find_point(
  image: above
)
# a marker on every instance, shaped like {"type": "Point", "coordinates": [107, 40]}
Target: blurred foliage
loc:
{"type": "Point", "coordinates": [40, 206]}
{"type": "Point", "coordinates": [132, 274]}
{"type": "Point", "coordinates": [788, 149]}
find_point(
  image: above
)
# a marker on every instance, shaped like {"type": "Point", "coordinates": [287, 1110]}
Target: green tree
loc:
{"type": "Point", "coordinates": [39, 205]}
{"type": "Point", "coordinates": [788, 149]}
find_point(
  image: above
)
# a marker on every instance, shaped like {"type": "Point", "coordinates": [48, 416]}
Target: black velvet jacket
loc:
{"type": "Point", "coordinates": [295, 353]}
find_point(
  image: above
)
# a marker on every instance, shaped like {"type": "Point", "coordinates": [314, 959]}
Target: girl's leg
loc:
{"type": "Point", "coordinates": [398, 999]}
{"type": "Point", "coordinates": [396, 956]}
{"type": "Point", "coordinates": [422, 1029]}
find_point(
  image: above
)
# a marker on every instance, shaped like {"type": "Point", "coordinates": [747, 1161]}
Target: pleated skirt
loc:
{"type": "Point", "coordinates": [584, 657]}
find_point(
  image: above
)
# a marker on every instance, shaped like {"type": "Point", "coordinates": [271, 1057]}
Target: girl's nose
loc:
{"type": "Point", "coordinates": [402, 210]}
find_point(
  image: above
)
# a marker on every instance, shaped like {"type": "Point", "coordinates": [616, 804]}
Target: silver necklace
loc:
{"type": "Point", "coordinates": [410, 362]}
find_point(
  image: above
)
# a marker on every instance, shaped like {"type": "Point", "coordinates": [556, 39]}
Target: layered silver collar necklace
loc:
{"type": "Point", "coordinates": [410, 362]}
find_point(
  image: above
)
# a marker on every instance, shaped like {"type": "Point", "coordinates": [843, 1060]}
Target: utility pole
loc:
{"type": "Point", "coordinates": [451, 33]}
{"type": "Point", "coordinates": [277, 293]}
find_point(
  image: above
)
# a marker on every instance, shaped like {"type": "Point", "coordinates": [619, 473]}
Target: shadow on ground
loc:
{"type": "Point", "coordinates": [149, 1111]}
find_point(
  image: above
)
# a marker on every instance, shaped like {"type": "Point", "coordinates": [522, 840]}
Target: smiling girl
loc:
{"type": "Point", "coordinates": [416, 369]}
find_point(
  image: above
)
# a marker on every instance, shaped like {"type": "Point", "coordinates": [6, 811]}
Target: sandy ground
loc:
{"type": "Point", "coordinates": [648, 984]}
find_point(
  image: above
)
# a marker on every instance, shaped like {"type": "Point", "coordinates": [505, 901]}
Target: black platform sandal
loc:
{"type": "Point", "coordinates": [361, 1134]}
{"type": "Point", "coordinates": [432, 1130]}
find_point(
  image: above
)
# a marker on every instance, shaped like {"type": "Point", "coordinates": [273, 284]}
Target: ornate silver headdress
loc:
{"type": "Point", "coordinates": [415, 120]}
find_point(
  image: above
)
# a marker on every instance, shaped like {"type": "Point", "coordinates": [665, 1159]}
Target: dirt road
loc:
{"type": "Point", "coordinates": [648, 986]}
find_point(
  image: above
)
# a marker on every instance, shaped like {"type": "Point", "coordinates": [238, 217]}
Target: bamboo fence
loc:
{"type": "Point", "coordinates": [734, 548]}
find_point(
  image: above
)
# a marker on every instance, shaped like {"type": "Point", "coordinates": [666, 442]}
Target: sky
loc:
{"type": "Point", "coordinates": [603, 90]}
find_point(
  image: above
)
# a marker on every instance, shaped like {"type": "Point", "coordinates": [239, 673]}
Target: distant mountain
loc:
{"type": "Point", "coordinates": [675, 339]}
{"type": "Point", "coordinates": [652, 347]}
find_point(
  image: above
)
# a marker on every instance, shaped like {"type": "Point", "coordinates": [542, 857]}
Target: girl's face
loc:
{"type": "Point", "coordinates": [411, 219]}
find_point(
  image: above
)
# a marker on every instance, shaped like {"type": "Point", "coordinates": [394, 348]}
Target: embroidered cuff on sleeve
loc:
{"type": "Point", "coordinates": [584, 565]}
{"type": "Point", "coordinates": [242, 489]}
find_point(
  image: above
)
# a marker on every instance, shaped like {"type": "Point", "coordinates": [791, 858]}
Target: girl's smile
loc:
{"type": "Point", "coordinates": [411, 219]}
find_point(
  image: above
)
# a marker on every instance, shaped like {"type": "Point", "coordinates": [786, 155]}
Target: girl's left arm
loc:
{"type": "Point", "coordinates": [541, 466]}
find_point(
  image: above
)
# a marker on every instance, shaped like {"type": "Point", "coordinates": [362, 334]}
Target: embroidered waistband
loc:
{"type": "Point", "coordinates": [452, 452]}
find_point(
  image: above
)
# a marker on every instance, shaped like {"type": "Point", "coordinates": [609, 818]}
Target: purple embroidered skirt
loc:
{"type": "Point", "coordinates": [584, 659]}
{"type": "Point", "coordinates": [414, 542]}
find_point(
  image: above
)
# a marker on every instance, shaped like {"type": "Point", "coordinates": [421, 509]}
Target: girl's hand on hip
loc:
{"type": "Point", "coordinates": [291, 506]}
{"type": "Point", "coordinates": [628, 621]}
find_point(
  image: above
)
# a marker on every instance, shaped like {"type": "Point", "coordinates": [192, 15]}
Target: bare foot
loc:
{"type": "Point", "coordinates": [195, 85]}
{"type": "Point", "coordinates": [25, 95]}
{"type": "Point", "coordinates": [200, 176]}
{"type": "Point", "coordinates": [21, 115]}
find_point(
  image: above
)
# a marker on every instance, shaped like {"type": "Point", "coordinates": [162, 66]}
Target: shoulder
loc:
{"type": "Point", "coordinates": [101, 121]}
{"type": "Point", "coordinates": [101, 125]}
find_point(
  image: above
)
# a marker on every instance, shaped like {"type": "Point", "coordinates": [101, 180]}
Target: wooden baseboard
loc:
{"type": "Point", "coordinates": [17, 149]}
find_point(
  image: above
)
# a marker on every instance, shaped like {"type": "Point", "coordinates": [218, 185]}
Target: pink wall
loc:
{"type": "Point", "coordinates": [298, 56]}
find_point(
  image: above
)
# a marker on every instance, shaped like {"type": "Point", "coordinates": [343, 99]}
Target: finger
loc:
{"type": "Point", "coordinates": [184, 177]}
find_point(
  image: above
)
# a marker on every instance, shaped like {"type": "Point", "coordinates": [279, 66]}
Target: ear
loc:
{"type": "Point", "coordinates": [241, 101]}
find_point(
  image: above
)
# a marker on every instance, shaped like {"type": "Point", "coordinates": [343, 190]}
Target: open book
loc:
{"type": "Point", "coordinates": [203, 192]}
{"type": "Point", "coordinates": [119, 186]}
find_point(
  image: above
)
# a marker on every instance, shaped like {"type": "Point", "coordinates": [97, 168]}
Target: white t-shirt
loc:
#####
Problem to solve: Each of the lines above should be printed again precisely as it reads.

Result for this exercise:
find_point(
  image: above
)
# a marker on every instance, shaped like {"type": "Point", "coordinates": [107, 40]}
Target: blurred foliage
loc:
{"type": "Point", "coordinates": [40, 206]}
{"type": "Point", "coordinates": [132, 274]}
{"type": "Point", "coordinates": [788, 149]}
find_point(
  image: above
)
# a marker on every instance, shaped like {"type": "Point", "coordinates": [287, 1110]}
Target: green tree
loc:
{"type": "Point", "coordinates": [39, 205]}
{"type": "Point", "coordinates": [788, 149]}
find_point(
  image: above
)
# a marker on every instance, shaped like {"type": "Point", "coordinates": [48, 416]}
Target: black velvet jacket
loc:
{"type": "Point", "coordinates": [295, 353]}
find_point(
  image: above
)
# a marker on every instance, shaped like {"type": "Point", "coordinates": [314, 959]}
Target: girl's leg
loc:
{"type": "Point", "coordinates": [398, 999]}
{"type": "Point", "coordinates": [396, 956]}
{"type": "Point", "coordinates": [422, 1029]}
find_point(
  image: above
)
# a marker on every instance, shaped like {"type": "Point", "coordinates": [747, 1161]}
Target: pleated skirt
loc:
{"type": "Point", "coordinates": [584, 657]}
find_point(
  image: above
)
# a marker on every instance, shaped like {"type": "Point", "coordinates": [271, 1057]}
Target: girl's nose
loc:
{"type": "Point", "coordinates": [402, 210]}
find_point(
  image: above
)
# a marker on every instance, shaped like {"type": "Point", "coordinates": [616, 804]}
Target: silver necklace
loc:
{"type": "Point", "coordinates": [410, 362]}
find_point(
  image: above
)
# a marker on every instance, shaped like {"type": "Point", "coordinates": [556, 39]}
Target: layered silver collar necklace
loc:
{"type": "Point", "coordinates": [410, 362]}
find_point(
  image: above
)
# a marker on every instance, shaped like {"type": "Point", "coordinates": [843, 1060]}
Target: utility pole
loc:
{"type": "Point", "coordinates": [451, 33]}
{"type": "Point", "coordinates": [277, 293]}
find_point(
  image: above
)
# a marker on every instance, shaped like {"type": "Point", "coordinates": [619, 473]}
Target: shadow on ground
loc:
{"type": "Point", "coordinates": [149, 1111]}
find_point(
  image: above
)
# a marker on every instance, shaped like {"type": "Point", "coordinates": [522, 840]}
Target: smiling girl
loc:
{"type": "Point", "coordinates": [416, 369]}
find_point(
  image: above
)
# a marker on every instance, shaped like {"type": "Point", "coordinates": [6, 811]}
Target: sandy ground
loc:
{"type": "Point", "coordinates": [648, 984]}
find_point(
  image: above
)
# a marker on every instance, shaped like {"type": "Point", "coordinates": [505, 901]}
Target: black platform sandal
loc:
{"type": "Point", "coordinates": [361, 1134]}
{"type": "Point", "coordinates": [432, 1130]}
find_point(
  image: above
)
# a marker on every instance, shaped like {"type": "Point", "coordinates": [273, 284]}
Target: ornate silver headdress
loc:
{"type": "Point", "coordinates": [415, 120]}
find_point(
  image: above
)
# a marker on every instance, shaped like {"type": "Point", "coordinates": [665, 1159]}
Target: dirt road
loc:
{"type": "Point", "coordinates": [648, 986]}
find_point(
  image: above
)
# a marker on every instance, shaped like {"type": "Point", "coordinates": [238, 217]}
Target: bamboo fence
loc:
{"type": "Point", "coordinates": [734, 548]}
find_point(
  image: above
)
# a marker on every instance, shaped like {"type": "Point", "coordinates": [666, 442]}
Target: sky
loc:
{"type": "Point", "coordinates": [603, 90]}
find_point(
  image: above
)
# a marker on every instance, shaped like {"type": "Point", "coordinates": [239, 673]}
Target: distant mountain
loc:
{"type": "Point", "coordinates": [675, 339]}
{"type": "Point", "coordinates": [652, 347]}
find_point(
  image: above
)
# a marker on every instance, shaped like {"type": "Point", "coordinates": [542, 857]}
Target: girl's face
loc:
{"type": "Point", "coordinates": [411, 219]}
find_point(
  image: above
)
# a marker on every instance, shaped like {"type": "Point", "coordinates": [394, 348]}
Target: embroidered cuff on sleeve
loc:
{"type": "Point", "coordinates": [584, 565]}
{"type": "Point", "coordinates": [242, 489]}
find_point(
  image: above
)
# a marker on every instance, shaped like {"type": "Point", "coordinates": [791, 858]}
Target: girl's smile
loc:
{"type": "Point", "coordinates": [411, 219]}
find_point(
  image: above
)
# a marker on every instance, shaped like {"type": "Point", "coordinates": [786, 155]}
Target: girl's left arm
loc:
{"type": "Point", "coordinates": [541, 466]}
find_point(
  image: above
)
# a marker on every instance, shaped like {"type": "Point", "coordinates": [362, 334]}
Target: embroidered waistband
loc:
{"type": "Point", "coordinates": [452, 452]}
find_point(
  image: above
)
# a marker on every instance, shaped like {"type": "Point", "coordinates": [609, 818]}
Target: purple embroidered skirt
loc:
{"type": "Point", "coordinates": [584, 659]}
{"type": "Point", "coordinates": [414, 542]}
find_point(
  image: above
)
# a marker on every instance, shaped like {"type": "Point", "coordinates": [421, 509]}
Target: girl's hand on hip
loc:
{"type": "Point", "coordinates": [291, 506]}
{"type": "Point", "coordinates": [628, 621]}
find_point(
  image: above
)
# a marker on every instance, shaped like {"type": "Point", "coordinates": [192, 15]}
Target: bare foot
loc:
{"type": "Point", "coordinates": [195, 85]}
{"type": "Point", "coordinates": [25, 95]}
{"type": "Point", "coordinates": [200, 176]}
{"type": "Point", "coordinates": [21, 115]}
find_point(
  image: above
)
# a marker on every instance, shaped like {"type": "Point", "coordinates": [162, 66]}
Target: shoulder
loc:
{"type": "Point", "coordinates": [101, 121]}
{"type": "Point", "coordinates": [101, 125]}
find_point(
  image: above
)
# a marker on every instance, shaped like {"type": "Point", "coordinates": [101, 180]}
Target: wooden baseboard
loc:
{"type": "Point", "coordinates": [17, 149]}
find_point(
  image: above
)
# a marker on every instance, shaped like {"type": "Point", "coordinates": [218, 185]}
Target: pink wall
loc:
{"type": "Point", "coordinates": [298, 56]}
find_point(
  image: above
)
# a marker on every instance, shaped like {"type": "Point", "coordinates": [343, 99]}
Target: finger
loc:
{"type": "Point", "coordinates": [184, 177]}
find_point(
  image: above
)
# a marker on every instance, shaped like {"type": "Point", "coordinates": [279, 66]}
Target: ear
loc:
{"type": "Point", "coordinates": [241, 101]}
find_point(
  image: above
)
# a marker on every instance, shaped like {"type": "Point", "coordinates": [343, 190]}
Target: open book
loc:
{"type": "Point", "coordinates": [203, 192]}
{"type": "Point", "coordinates": [119, 186]}
find_point(
  image: above
)
# a marker on every instance, shaped like {"type": "Point", "coordinates": [97, 168]}
Target: white t-shirt
loc:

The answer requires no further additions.